▸ **Part of a data file**:
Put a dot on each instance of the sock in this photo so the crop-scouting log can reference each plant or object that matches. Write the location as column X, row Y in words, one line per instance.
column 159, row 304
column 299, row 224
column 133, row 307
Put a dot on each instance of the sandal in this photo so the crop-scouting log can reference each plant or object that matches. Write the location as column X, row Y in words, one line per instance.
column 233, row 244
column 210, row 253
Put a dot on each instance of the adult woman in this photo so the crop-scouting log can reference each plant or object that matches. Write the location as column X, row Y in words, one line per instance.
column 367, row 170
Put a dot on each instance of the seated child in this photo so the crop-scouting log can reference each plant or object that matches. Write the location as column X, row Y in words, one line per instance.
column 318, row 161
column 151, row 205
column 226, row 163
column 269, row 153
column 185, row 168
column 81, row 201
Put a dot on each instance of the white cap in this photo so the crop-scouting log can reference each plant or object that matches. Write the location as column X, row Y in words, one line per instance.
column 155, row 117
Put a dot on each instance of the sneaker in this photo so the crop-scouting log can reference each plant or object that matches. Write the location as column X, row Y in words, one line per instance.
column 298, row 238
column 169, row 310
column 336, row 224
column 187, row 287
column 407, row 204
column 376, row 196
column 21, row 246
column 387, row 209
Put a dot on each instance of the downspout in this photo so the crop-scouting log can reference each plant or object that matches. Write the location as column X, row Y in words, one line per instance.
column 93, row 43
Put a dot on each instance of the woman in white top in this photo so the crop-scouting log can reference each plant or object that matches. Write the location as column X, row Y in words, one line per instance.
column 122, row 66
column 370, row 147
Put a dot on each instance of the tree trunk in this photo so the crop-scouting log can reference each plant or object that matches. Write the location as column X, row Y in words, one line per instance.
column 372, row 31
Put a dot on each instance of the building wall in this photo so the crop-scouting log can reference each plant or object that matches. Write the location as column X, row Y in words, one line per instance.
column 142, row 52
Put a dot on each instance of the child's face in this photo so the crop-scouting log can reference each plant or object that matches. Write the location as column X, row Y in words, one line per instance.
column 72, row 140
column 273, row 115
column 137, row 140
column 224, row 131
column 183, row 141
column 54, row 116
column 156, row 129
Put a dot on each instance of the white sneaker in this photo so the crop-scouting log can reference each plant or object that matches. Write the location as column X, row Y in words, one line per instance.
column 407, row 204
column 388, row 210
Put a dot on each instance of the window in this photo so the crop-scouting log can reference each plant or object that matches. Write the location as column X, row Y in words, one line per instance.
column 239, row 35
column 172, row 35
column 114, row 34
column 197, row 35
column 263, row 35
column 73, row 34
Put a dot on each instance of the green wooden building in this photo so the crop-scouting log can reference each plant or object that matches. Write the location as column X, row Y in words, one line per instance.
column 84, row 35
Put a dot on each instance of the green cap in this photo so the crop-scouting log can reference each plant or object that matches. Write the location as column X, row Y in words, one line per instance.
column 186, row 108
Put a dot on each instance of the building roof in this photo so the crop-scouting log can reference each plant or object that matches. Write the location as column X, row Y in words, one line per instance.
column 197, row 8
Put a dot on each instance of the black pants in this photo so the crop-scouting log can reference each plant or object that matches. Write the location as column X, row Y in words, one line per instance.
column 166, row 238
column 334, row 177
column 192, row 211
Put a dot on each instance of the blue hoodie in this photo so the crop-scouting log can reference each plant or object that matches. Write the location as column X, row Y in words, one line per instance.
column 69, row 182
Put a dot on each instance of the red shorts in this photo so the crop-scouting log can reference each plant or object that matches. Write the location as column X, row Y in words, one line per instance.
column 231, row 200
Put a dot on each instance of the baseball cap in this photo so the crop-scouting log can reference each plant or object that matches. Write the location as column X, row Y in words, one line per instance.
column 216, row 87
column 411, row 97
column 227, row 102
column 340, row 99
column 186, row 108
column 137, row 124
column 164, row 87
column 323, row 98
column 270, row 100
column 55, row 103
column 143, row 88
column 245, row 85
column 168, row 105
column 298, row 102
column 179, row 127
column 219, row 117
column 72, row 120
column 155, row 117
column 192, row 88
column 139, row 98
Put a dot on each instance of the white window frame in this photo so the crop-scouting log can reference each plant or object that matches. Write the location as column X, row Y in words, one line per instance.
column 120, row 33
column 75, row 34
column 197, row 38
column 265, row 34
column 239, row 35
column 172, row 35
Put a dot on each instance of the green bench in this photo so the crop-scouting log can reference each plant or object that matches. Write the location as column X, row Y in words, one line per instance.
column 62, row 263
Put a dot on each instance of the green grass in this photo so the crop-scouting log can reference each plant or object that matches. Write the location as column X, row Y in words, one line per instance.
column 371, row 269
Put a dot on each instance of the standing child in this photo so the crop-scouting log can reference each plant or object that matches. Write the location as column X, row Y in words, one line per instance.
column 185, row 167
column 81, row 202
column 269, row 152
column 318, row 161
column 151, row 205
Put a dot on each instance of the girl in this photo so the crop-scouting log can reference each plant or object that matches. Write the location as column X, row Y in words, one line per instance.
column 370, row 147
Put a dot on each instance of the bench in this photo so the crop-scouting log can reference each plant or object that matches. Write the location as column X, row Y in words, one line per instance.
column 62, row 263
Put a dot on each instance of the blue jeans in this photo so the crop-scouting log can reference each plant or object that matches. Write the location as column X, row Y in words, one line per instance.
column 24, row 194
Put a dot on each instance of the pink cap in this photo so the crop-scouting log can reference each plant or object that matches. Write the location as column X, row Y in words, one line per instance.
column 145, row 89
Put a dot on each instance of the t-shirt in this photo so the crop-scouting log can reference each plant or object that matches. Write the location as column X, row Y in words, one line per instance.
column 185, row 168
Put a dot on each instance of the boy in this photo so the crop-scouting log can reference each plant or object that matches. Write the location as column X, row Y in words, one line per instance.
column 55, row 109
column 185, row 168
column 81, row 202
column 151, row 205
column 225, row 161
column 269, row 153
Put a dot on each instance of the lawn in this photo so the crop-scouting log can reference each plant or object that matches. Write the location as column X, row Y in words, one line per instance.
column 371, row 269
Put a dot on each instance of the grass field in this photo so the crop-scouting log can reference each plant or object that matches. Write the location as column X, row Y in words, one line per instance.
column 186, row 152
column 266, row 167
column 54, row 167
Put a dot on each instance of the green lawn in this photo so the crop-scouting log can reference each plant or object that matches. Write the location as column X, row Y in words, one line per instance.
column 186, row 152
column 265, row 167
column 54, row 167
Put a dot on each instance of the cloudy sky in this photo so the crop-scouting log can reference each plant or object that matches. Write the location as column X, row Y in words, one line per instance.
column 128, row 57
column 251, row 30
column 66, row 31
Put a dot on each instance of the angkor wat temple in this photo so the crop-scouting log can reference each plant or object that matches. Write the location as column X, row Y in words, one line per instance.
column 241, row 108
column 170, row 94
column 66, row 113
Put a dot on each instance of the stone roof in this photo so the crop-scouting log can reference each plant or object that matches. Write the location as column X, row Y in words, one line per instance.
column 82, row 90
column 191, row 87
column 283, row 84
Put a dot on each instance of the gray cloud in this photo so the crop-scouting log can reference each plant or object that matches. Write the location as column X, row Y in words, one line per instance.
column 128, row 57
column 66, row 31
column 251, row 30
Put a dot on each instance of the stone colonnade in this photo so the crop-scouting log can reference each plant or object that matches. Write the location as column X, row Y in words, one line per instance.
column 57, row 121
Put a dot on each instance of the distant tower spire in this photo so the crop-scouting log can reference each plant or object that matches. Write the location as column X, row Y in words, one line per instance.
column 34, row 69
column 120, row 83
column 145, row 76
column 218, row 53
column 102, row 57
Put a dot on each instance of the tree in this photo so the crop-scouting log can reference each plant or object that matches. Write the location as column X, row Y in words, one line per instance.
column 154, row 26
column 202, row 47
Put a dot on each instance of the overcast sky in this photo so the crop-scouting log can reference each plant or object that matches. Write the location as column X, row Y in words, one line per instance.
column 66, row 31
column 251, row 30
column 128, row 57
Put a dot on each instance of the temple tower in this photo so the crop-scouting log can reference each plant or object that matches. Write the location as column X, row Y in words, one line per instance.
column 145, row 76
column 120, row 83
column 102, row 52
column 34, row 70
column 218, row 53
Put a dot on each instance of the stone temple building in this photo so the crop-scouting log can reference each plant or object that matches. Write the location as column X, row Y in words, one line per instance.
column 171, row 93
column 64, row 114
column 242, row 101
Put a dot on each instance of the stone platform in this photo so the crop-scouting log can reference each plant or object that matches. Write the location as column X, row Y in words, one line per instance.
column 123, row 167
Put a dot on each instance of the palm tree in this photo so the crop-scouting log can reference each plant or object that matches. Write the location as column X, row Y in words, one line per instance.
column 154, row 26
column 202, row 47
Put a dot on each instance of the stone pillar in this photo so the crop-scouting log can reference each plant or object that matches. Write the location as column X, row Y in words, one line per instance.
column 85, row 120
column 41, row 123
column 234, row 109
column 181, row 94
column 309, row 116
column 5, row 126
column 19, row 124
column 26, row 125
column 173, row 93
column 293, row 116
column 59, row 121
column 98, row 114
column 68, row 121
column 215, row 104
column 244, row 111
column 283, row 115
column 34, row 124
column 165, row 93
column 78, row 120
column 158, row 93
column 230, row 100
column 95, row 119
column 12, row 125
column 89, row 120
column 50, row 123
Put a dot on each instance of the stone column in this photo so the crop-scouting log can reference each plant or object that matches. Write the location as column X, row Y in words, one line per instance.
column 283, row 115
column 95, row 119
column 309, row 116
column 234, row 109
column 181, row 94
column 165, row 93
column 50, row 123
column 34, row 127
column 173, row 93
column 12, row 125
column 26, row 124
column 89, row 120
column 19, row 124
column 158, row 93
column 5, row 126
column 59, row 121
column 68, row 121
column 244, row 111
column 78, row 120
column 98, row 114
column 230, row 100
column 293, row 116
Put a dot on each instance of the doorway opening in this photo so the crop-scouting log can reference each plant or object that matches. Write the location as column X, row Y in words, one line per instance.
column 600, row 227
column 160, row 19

▸ **Task instructions**: Copy out, word for word, the stretch of the records from the line containing "Put a dot on each instance of the adult" through the line containing "column 367, row 170", with both of those lines included.

▸ **Result for this exercise**:
Put a dot on each instance of the adult woman in this photo so the crop-scouting log can reference each plant or object that matches. Write the location as column X, row Y in words, one line per instance.
column 367, row 170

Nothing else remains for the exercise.